__Written request__:
Reproduce every entry below precisely. Pictures are excluded from the copy.

__Provided material__:
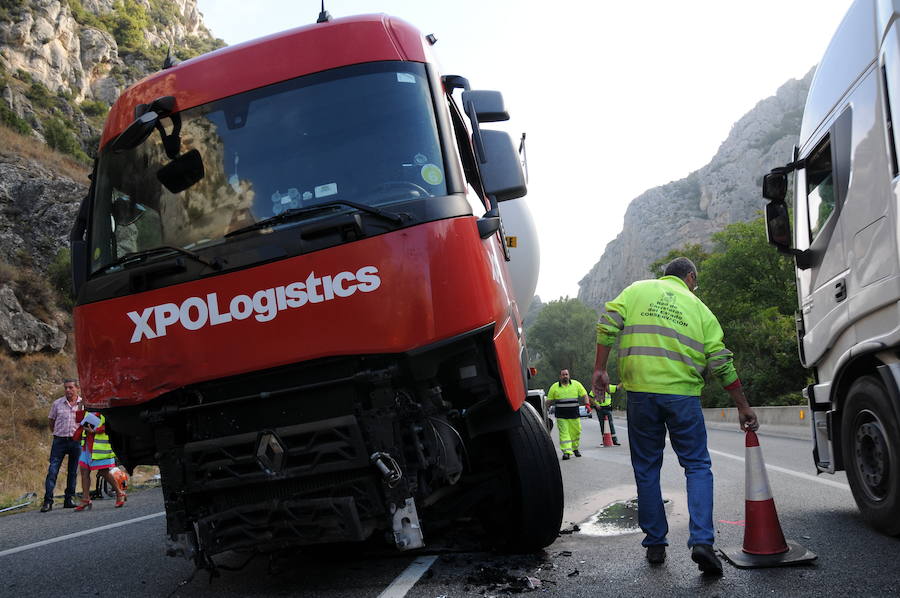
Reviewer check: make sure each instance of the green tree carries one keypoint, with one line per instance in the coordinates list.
(750, 287)
(563, 336)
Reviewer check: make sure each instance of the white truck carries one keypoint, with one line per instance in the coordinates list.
(846, 245)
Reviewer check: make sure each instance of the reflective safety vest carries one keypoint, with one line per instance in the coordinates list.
(607, 398)
(102, 448)
(669, 338)
(566, 398)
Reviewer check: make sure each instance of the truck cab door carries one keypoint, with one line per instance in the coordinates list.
(820, 193)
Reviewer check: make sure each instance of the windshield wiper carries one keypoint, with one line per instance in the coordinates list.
(139, 256)
(300, 213)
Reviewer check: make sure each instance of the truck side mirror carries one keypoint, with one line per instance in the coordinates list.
(778, 226)
(501, 172)
(775, 186)
(488, 105)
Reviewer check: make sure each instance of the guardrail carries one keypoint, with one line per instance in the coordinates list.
(791, 415)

__Output of the exercise__:
Reviewer check: make sure each instance of the green tree carries one keypoint, with one line per instance in the coordinates list.
(750, 287)
(563, 336)
Reviewer check: make sure each instance of the white truck carries one keypoint, with one line per instance in the coordinates list.
(846, 245)
Reviewer check: make sure each instance of the reflective safety vest carries one keypoint, with one line per instance in the coordinates list.
(607, 398)
(102, 448)
(669, 338)
(566, 398)
Reviewer check: make sure each instance of the truck cab door carries one keypoint, with one line per instance in the coordinates list.
(820, 193)
Reviewer check: make sure each instance of the windshield wiper carries one keypoint, with one line per instance in the coordinates list.
(139, 256)
(300, 213)
Reviewer check: make sure each instance of the truck side mirror carries one keypoint, with one line per instance in the coordinates list.
(778, 226)
(501, 172)
(775, 186)
(488, 105)
Reviewer check: make sure each instance of the guardrail carries one keypoint, with one line per instance in the coordinates list.
(791, 415)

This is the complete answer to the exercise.